• Required work
Please change "rough mask" to "coarse mask" in the records from their start through the line containing "positive clicks: (194, 131)" (both ends included), and give that part back with nothing else altered. Leave the pictures out of your answer.

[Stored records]
⟨

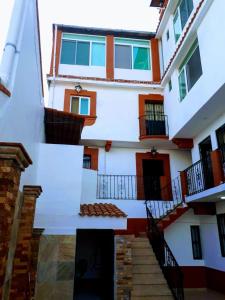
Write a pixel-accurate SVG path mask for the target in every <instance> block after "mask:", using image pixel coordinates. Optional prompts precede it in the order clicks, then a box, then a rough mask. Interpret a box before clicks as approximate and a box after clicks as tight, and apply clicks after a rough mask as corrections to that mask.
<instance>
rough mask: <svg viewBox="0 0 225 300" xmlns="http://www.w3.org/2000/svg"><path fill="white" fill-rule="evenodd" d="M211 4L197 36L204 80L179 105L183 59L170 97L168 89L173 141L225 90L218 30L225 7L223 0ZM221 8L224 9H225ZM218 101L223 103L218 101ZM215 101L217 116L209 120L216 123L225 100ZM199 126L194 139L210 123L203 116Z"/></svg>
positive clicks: (194, 131)
mask: <svg viewBox="0 0 225 300" xmlns="http://www.w3.org/2000/svg"><path fill="white" fill-rule="evenodd" d="M211 2H212V5H211V6H210V7H209V10H208V11H207V13H206V16H205V17H204V18H203V19H202V20H201V23H200V24H199V26H198V28H197V32H196V35H197V37H198V42H199V49H200V55H201V63H202V71H203V74H202V76H201V77H200V78H199V80H198V81H197V82H196V84H195V85H194V86H193V87H192V89H191V90H190V91H189V93H188V94H187V95H186V97H185V98H184V99H183V101H182V102H180V99H179V98H180V96H179V87H178V71H177V69H176V68H178V67H179V64H180V63H181V62H182V59H183V58H182V57H181V59H180V62H178V63H177V65H176V66H175V69H174V70H173V73H172V85H173V90H172V91H171V92H170V93H169V92H168V89H167V88H166V89H165V113H166V114H168V119H169V128H170V136H171V137H173V136H175V135H176V134H178V133H179V131H180V130H181V129H182V128H183V127H184V126H185V125H186V124H187V123H188V122H189V121H190V120H191V119H192V118H193V117H195V116H196V114H197V113H199V112H200V111H201V109H202V108H203V107H204V109H207V107H206V106H205V105H206V104H207V103H208V101H209V100H210V99H211V100H212V99H213V97H214V96H215V94H216V92H217V91H218V90H219V89H220V88H221V87H223V86H224V83H225V74H224V72H223V69H224V68H225V61H224V59H223V53H224V52H225V38H224V37H223V36H221V34H220V33H219V31H218V30H217V29H218V28H221V27H224V26H225V19H224V17H223V11H224V9H225V3H222V2H221V1H220V0H215V1H211ZM222 7H223V8H224V9H222ZM215 16H216V18H215ZM213 19H215V21H214V22H212V20H213ZM209 36H213V43H212V40H211V39H209ZM193 38H194V37H193ZM218 45H219V47H218ZM187 51H188V49H187V48H186V52H187ZM184 56H185V53H184ZM184 56H183V57H184ZM218 97H220V98H221V99H218ZM216 98H217V100H215V101H217V102H215V106H214V110H215V114H214V116H213V115H209V116H207V117H208V118H209V119H210V118H213V117H214V118H215V119H216V118H217V117H218V116H219V114H221V113H223V111H221V110H219V109H218V105H221V108H222V107H223V106H224V104H225V100H224V98H223V97H222V96H220V95H217V96H216V97H215V99H216ZM212 101H213V100H212ZM207 105H208V104H207ZM210 105H211V106H209V108H208V110H211V109H212V108H213V103H211V104H210ZM216 106H217V107H216ZM174 112H176V113H174ZM199 122H201V124H199V125H198V126H195V127H196V128H191V131H190V135H192V136H193V135H195V134H198V133H199V132H198V130H199V127H201V128H204V126H205V124H207V121H206V120H204V116H201V119H199ZM185 133H186V137H189V136H188V132H187V131H186V132H185ZM181 137H182V136H181ZM183 137H184V136H183Z"/></svg>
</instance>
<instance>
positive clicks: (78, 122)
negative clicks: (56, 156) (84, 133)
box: [44, 108, 84, 145]
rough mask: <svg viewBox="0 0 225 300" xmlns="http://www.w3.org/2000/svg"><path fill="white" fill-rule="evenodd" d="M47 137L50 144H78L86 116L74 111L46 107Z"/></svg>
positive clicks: (46, 133)
mask: <svg viewBox="0 0 225 300" xmlns="http://www.w3.org/2000/svg"><path fill="white" fill-rule="evenodd" d="M44 122H45V139H46V143H48V144H64V145H78V144H79V141H80V138H81V133H82V129H83V126H84V117H83V116H80V115H76V114H73V113H68V112H64V111H59V110H56V109H52V108H45V119H44Z"/></svg>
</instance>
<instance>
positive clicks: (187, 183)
mask: <svg viewBox="0 0 225 300" xmlns="http://www.w3.org/2000/svg"><path fill="white" fill-rule="evenodd" d="M180 184H181V194H182V199H183V202H185V196H187V195H188V182H187V173H186V171H180Z"/></svg>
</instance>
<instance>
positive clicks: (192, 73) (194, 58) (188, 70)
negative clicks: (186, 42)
mask: <svg viewBox="0 0 225 300" xmlns="http://www.w3.org/2000/svg"><path fill="white" fill-rule="evenodd" d="M186 74H187V84H188V90H189V91H190V89H191V88H192V87H193V85H194V84H195V83H196V81H197V80H198V79H199V78H200V77H201V75H202V65H201V58H200V52H199V47H197V48H196V50H195V51H194V53H193V54H192V56H191V58H190V59H189V61H188V62H187V64H186Z"/></svg>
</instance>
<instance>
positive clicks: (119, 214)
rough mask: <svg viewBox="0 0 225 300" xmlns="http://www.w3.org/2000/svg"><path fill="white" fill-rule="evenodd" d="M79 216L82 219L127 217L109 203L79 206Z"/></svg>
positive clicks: (89, 204)
mask: <svg viewBox="0 0 225 300" xmlns="http://www.w3.org/2000/svg"><path fill="white" fill-rule="evenodd" d="M79 215H80V216H82V217H84V216H89V217H91V216H95V217H99V216H103V217H117V218H119V217H123V218H125V217H127V215H126V214H125V213H124V212H123V211H122V210H120V209H119V208H118V207H117V206H116V205H114V204H111V203H94V204H81V206H80V213H79Z"/></svg>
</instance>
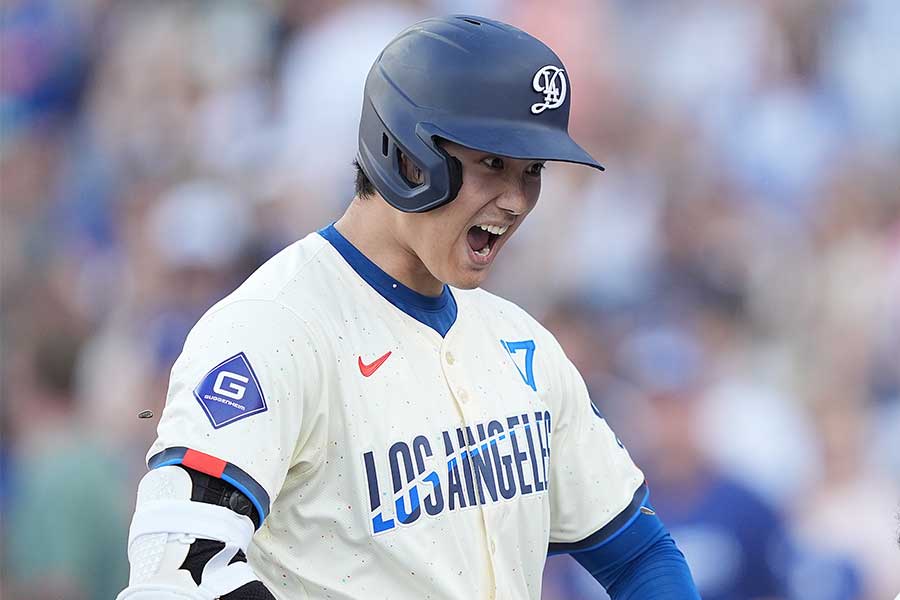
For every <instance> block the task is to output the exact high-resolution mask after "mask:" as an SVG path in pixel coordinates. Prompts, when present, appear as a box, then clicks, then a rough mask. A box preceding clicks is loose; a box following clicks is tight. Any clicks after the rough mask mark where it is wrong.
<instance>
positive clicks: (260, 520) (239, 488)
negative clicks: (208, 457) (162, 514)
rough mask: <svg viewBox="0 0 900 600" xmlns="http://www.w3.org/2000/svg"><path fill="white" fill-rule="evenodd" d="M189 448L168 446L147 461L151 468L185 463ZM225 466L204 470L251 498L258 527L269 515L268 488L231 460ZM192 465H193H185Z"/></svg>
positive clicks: (207, 472)
mask: <svg viewBox="0 0 900 600" xmlns="http://www.w3.org/2000/svg"><path fill="white" fill-rule="evenodd" d="M187 451H188V448H185V447H181V446H179V447H173V448H166V449H165V450H163V451H162V452H158V453H156V454H154V455H153V456H151V457H150V460H148V461H147V466H148V467H150V469H151V470H152V469H158V468H159V467H168V466H172V465H181V464H183V463H184V456H185V454H187ZM222 462H223V463H224V468H223V469H222V471H221V473H219V474H216V473H209V472H208V471H204V472H206V473H207V474H209V475H213V476H215V477H219V478H220V479H222V481H225V482H228V483H230V484H231V485H233V486H234V487H235V488H237V489H238V490H240V492H241V493H243V494H244V495H245V496H247V497H248V498H250V502H252V503H253V506H254V507H256V511H257V513H259V523H258V524H257V525H256V528H257V529H259V527H260V526H261V525H262V523H263V521H265V520H266V517H267V516H268V515H269V504H270V501H269V494H268V493H267V492H266V490H265V489H264V488H263V487H262V486H261V485H260V484H259V483H257V482H256V480H255V479H253V477H251V476H250V475H248V474H247V473H246V472H245V471H244V470H243V469H241V468H240V467H238V466H237V465H234V464H232V463H230V462H225V461H222ZM185 466H191V465H185Z"/></svg>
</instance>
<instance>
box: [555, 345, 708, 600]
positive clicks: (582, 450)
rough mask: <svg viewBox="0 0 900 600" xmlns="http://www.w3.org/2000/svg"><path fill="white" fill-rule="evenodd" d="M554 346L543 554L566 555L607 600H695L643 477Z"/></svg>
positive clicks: (686, 575)
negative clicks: (581, 570)
mask: <svg viewBox="0 0 900 600" xmlns="http://www.w3.org/2000/svg"><path fill="white" fill-rule="evenodd" d="M553 342H555V340H553ZM556 348H557V349H558V356H559V360H560V362H561V364H558V365H557V369H556V370H555V371H556V375H557V377H556V378H555V380H554V387H555V389H554V390H553V392H554V393H553V396H554V398H555V400H556V406H555V407H554V408H555V410H554V415H555V417H554V418H555V421H554V423H553V427H552V430H553V434H552V437H551V448H552V450H551V458H550V465H551V481H550V491H551V495H550V503H551V531H550V547H549V553H550V554H560V553H568V554H571V555H572V556H573V557H574V558H575V560H577V561H578V562H579V563H580V564H581V565H582V566H583V567H584V568H585V569H587V570H588V571H589V572H590V573H591V575H593V576H594V577H595V578H596V579H597V580H598V581H599V582H600V583H601V584H602V585H603V587H604V588H606V591H607V592H608V593H609V595H610V597H611V598H613V600H645V599H647V600H649V599H652V598H677V599H679V600H681V599H689V600H690V599H695V598H696V599H699V598H700V596H699V594H698V593H697V589H696V586H695V585H694V581H693V578H692V576H691V572H690V569H689V567H688V565H687V562H686V561H685V559H684V555H683V554H682V553H681V552H680V551H679V550H678V547H677V546H676V545H675V542H674V540H673V539H672V537H671V535H669V532H668V531H667V530H666V528H665V526H664V525H663V523H662V522H661V521H660V519H659V517H658V516H657V515H656V513H655V511H654V510H653V509H652V507H651V506H650V504H649V495H650V493H649V490H648V488H647V484H646V482H645V481H644V476H643V474H642V473H641V471H640V470H639V469H638V468H637V466H635V464H634V462H633V461H632V460H631V457H630V456H629V455H628V452H627V450H625V447H624V445H623V444H622V443H621V442H620V441H619V439H618V438H617V437H616V435H615V434H614V433H613V431H612V430H611V429H610V427H609V425H608V424H607V422H606V420H605V419H604V418H603V416H602V414H601V413H600V411H599V410H598V409H597V408H596V406H594V405H593V403H592V402H591V400H590V396H589V394H588V391H587V387H586V386H585V384H584V380H583V379H582V377H581V375H580V374H579V373H578V370H577V369H576V368H575V366H574V365H572V363H571V361H569V360H568V358H566V357H565V355H564V353H563V352H562V350H561V349H559V347H558V346H556Z"/></svg>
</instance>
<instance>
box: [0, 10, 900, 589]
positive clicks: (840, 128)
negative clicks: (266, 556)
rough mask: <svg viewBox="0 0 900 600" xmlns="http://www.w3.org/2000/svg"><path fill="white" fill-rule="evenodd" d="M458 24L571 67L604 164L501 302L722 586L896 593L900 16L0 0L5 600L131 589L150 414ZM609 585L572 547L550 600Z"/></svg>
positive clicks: (726, 587) (542, 197) (576, 83)
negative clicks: (434, 42)
mask: <svg viewBox="0 0 900 600" xmlns="http://www.w3.org/2000/svg"><path fill="white" fill-rule="evenodd" d="M462 11H471V12H474V13H479V14H483V15H486V16H494V17H498V18H501V19H503V20H507V21H509V22H511V23H513V24H516V25H518V26H520V27H523V28H524V29H527V30H528V31H530V32H532V33H534V34H535V35H537V36H538V37H540V38H542V39H543V40H545V41H546V42H547V43H549V44H550V45H551V46H552V47H553V48H555V49H556V50H557V52H558V53H559V54H560V56H561V57H562V58H563V61H564V62H565V63H566V65H567V67H568V71H569V74H570V78H571V81H572V87H573V89H574V96H573V111H572V123H571V132H572V134H573V136H574V137H575V138H576V139H578V140H580V141H581V142H583V144H584V145H585V146H586V147H587V148H589V149H590V150H591V151H592V152H593V154H594V155H595V156H596V157H598V159H600V161H601V162H603V163H604V164H605V165H606V166H607V172H606V173H603V174H597V173H595V172H592V171H590V170H588V169H577V168H569V167H567V166H563V165H557V164H552V165H550V167H549V169H548V171H547V172H546V179H545V186H544V192H543V195H542V199H541V201H540V203H539V204H538V207H537V209H536V210H535V211H534V213H533V215H532V216H531V217H530V218H529V221H528V223H527V224H526V225H525V227H524V228H523V229H522V230H521V231H520V232H519V233H518V234H517V236H516V237H515V238H514V239H513V240H512V241H511V242H510V244H509V245H508V247H507V249H506V251H505V252H504V253H503V256H502V258H501V259H500V260H499V261H498V264H497V265H496V267H495V271H494V273H493V274H492V275H491V277H490V279H489V283H488V285H487V286H486V287H487V288H488V289H490V290H492V291H495V292H498V293H500V294H501V295H504V296H507V297H509V298H511V299H513V300H515V301H517V302H518V303H520V304H521V305H522V306H524V307H525V308H526V309H528V310H530V311H532V312H533V314H535V315H536V316H538V317H539V318H540V319H542V320H543V322H545V323H546V324H547V325H548V326H549V327H550V328H551V329H552V330H553V331H554V332H555V333H556V334H557V335H558V337H559V339H560V340H561V342H562V344H563V346H564V347H565V348H566V350H567V351H568V352H569V354H570V356H571V357H572V358H573V360H574V361H575V362H576V363H577V365H578V366H579V368H580V369H581V371H582V373H583V374H584V375H585V377H586V379H587V380H588V383H589V385H590V388H591V390H592V393H593V395H594V398H595V399H596V404H597V405H598V406H599V407H600V409H601V410H602V411H603V412H604V413H605V415H606V417H607V418H608V420H609V421H610V422H611V424H612V426H613V427H614V428H615V429H616V431H617V432H618V433H619V435H620V437H621V438H622V439H623V440H624V441H625V443H626V444H627V446H628V447H629V449H630V450H631V452H632V454H633V455H634V456H635V458H636V460H637V461H638V464H640V465H641V466H642V467H643V468H644V469H645V471H646V473H647V475H648V478H649V481H650V484H651V488H652V490H653V498H654V499H655V503H656V506H657V508H658V509H659V511H660V512H661V513H662V515H663V518H664V520H665V521H666V523H668V524H669V525H670V527H671V529H672V530H673V532H674V534H675V536H676V538H677V539H678V541H679V543H680V545H681V547H682V548H683V549H684V551H685V553H686V554H687V556H688V558H689V561H690V563H691V565H692V567H693V570H694V574H695V577H696V579H697V582H698V584H699V586H700V588H701V591H702V592H703V597H704V598H706V599H707V600H726V599H728V600H731V599H745V598H758V597H767V598H790V599H794V598H804V599H815V600H830V599H842V600H845V599H864V600H876V599H877V600H882V599H885V598H893V596H894V594H895V593H897V592H898V591H900V568H898V567H900V549H898V542H897V537H898V527H900V524H898V516H897V513H898V503H900V493H898V486H900V434H898V432H900V358H898V357H900V168H898V167H900V158H898V157H900V74H898V67H897V65H898V64H900V35H898V34H897V32H898V31H900V3H897V2H895V1H894V0H792V1H790V2H785V1H779V0H721V1H713V0H677V1H676V0H652V1H651V0H554V1H553V2H543V1H537V0H515V1H514V0H508V1H503V0H481V1H478V0H470V1H459V2H455V1H451V0H432V1H426V0H421V1H412V0H410V1H404V2H401V1H396V2H351V1H334V0H316V1H304V2H300V1H296V2H276V1H274V0H272V1H268V2H264V1H259V2H232V1H224V0H219V1H215V2H213V1H205V2H204V1H194V2H173V1H162V0H159V1H154V2H151V1H145V2H125V1H113V0H77V1H76V0H68V1H51V0H5V1H2V2H0V36H2V37H0V51H2V61H0V71H2V77H0V82H2V84H0V126H2V132H0V133H2V138H0V192H2V215H0V217H2V219H0V238H2V259H0V260H2V262H0V266H2V280H0V284H2V290H0V299H2V321H0V324H2V344H3V345H2V372H0V374H2V379H0V384H2V388H0V389H2V397H3V402H2V448H0V461H2V479H0V515H2V539H3V545H2V565H3V572H2V583H3V588H4V589H3V596H4V597H5V598H8V599H10V600H12V599H20V598H21V599H26V598H27V599H29V600H44V599H50V598H54V599H56V598H61V599H66V600H82V599H83V600H93V599H103V598H112V597H113V596H114V595H115V593H116V592H117V591H118V590H119V589H120V588H121V587H122V586H123V585H124V584H125V582H126V579H127V563H126V559H125V539H126V532H127V526H128V522H129V519H130V512H131V510H132V506H133V501H134V491H135V486H136V482H137V481H138V479H139V478H140V477H141V475H142V474H143V472H144V467H143V459H144V453H145V451H146V449H147V447H148V445H149V443H150V442H151V440H152V438H153V436H154V424H155V421H156V419H153V420H150V421H139V420H138V419H137V418H136V414H137V412H138V411H139V410H140V409H144V408H151V409H153V410H154V411H155V412H156V413H157V415H158V414H159V412H160V409H161V408H162V402H163V397H164V393H165V388H166V380H167V373H168V370H169V368H170V366H171V364H172V362H173V361H174V359H175V357H176V356H177V354H178V352H179V351H180V348H181V344H182V341H183V339H184V336H185V333H186V332H187V330H188V328H189V327H190V325H191V324H192V323H193V322H194V321H195V320H196V319H197V318H198V317H199V316H200V314H202V312H203V311H204V310H205V309H206V308H207V307H208V306H209V305H211V304H212V303H213V302H214V301H215V300H217V299H218V298H219V297H221V296H222V295H224V294H226V293H227V292H228V291H230V290H231V289H233V287H234V286H235V285H236V284H237V283H238V282H240V281H241V280H242V279H243V278H244V277H245V276H246V275H247V274H248V273H250V272H251V271H252V270H253V269H254V268H255V267H256V266H257V265H259V264H260V262H261V261H263V260H265V259H266V258H267V257H269V256H271V255H272V254H273V253H274V252H276V251H277V250H279V249H280V248H282V247H283V246H285V245H287V244H289V243H290V242H292V241H293V240H295V239H298V238H299V237H301V236H303V235H304V234H305V233H307V232H309V231H311V230H314V229H317V228H319V227H321V226H322V225H324V224H327V223H328V222H330V220H332V219H334V218H336V216H337V215H339V214H340V212H341V210H342V208H343V207H344V205H345V204H346V203H347V202H348V200H349V198H350V197H351V193H352V181H353V172H352V169H351V166H350V161H351V160H352V158H353V155H354V149H355V131H356V126H357V120H358V111H359V107H360V101H361V90H362V83H363V80H364V76H365V73H366V71H367V69H368V67H369V65H370V64H371V61H372V60H373V59H374V57H375V55H376V53H377V51H378V50H379V49H380V48H381V47H382V46H383V45H384V44H385V43H386V42H387V41H388V40H389V39H390V38H391V37H392V36H393V35H394V34H395V33H396V32H398V31H399V30H401V29H402V28H404V27H405V26H407V25H408V24H410V23H412V22H414V21H415V20H417V19H418V18H420V17H422V16H426V15H429V14H434V13H446V12H462ZM459 93H460V94H477V93H478V90H477V89H461V90H459ZM586 451H588V450H586ZM335 560H341V557H335ZM596 589H597V586H596V584H595V583H594V582H593V580H592V579H591V578H590V577H586V576H585V575H584V574H583V573H582V572H581V570H580V567H578V566H577V565H576V564H575V563H574V562H573V561H571V560H570V559H569V558H568V557H564V558H554V559H552V560H550V561H549V563H548V568H547V571H546V586H545V593H544V597H545V598H547V599H563V598H588V597H602V591H601V592H599V595H592V594H596V593H597V592H596Z"/></svg>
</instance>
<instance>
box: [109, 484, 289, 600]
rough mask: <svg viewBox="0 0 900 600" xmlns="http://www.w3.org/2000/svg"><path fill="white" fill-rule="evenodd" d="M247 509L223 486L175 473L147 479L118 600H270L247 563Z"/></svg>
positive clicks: (118, 597) (249, 522) (138, 498)
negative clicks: (127, 582) (127, 565)
mask: <svg viewBox="0 0 900 600" xmlns="http://www.w3.org/2000/svg"><path fill="white" fill-rule="evenodd" d="M192 498H194V499H193V500H192ZM198 500H199V501H198ZM243 500H246V497H244V498H243ZM248 504H249V501H247V502H243V501H242V498H241V497H240V492H239V491H237V490H235V489H234V488H231V487H230V486H229V484H227V483H226V482H224V481H221V480H215V481H210V479H209V478H208V477H207V476H204V475H203V474H199V473H194V472H189V471H188V470H187V469H185V468H183V467H180V466H167V467H160V468H158V469H154V470H152V471H150V472H149V473H147V475H145V476H144V478H143V479H142V480H141V483H140V485H139V486H138V497H137V506H136V508H135V513H134V518H133V519H132V522H131V529H130V531H129V535H128V559H129V561H130V562H131V575H130V578H129V586H128V587H127V588H126V589H125V590H124V591H122V593H120V594H119V596H118V599H117V600H145V599H146V600H150V599H154V600H216V599H222V600H243V599H245V598H247V599H250V598H252V599H255V600H256V599H258V600H266V599H272V600H274V596H273V595H272V594H271V593H270V592H269V591H268V590H266V589H265V587H264V586H263V584H262V582H260V581H259V580H258V578H257V577H256V575H255V574H254V573H253V570H252V569H251V568H250V566H249V565H248V564H247V559H246V551H247V547H248V546H249V545H250V540H251V538H252V537H253V531H254V523H253V520H252V519H251V516H255V513H252V512H250V511H248V510H245V508H246V506H247V505H248Z"/></svg>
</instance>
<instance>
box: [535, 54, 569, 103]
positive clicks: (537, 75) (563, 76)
mask: <svg viewBox="0 0 900 600" xmlns="http://www.w3.org/2000/svg"><path fill="white" fill-rule="evenodd" d="M563 73H564V71H563V70H562V69H560V68H559V67H554V66H553V65H547V66H545V67H541V68H540V69H538V72H537V73H535V74H534V79H532V80H531V87H533V88H534V91H536V92H539V93H542V94H544V101H543V102H535V103H534V104H532V105H531V112H532V113H534V114H536V115H539V114H541V113H542V112H544V111H545V110H548V109H549V110H553V109H554V108H559V107H560V106H562V104H563V102H565V101H566V76H565V75H563Z"/></svg>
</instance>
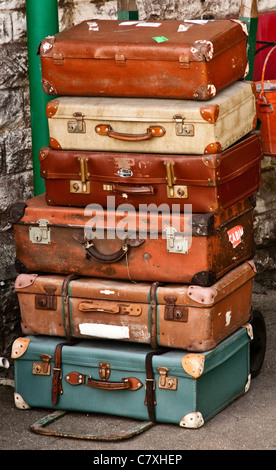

⟩

• Answer to this problem
Write a pixel-accurate SVG path mask for the target in every <instance> block after "mask:", using image pixel coordinates. Optional prompts precede it in the order clicks, then a box, then a coarse mask. Interpret a box before clicks as approximate and a box after clicks as tight, and apply clicks after a coarse mask as corrections to that mask.
<instance>
coarse mask: <svg viewBox="0 0 225 300" xmlns="http://www.w3.org/2000/svg"><path fill="white" fill-rule="evenodd" d="M211 4L197 36L204 80L179 105L183 59L170 97L168 89L173 141L225 90L218 30L225 7L223 0ZM221 8L224 9H225ZM218 101L223 103L218 101ZM215 101L217 116L209 120L216 123L225 100ZM199 126L194 139L210 123L203 116Z"/></svg>
positive clicks: (194, 131)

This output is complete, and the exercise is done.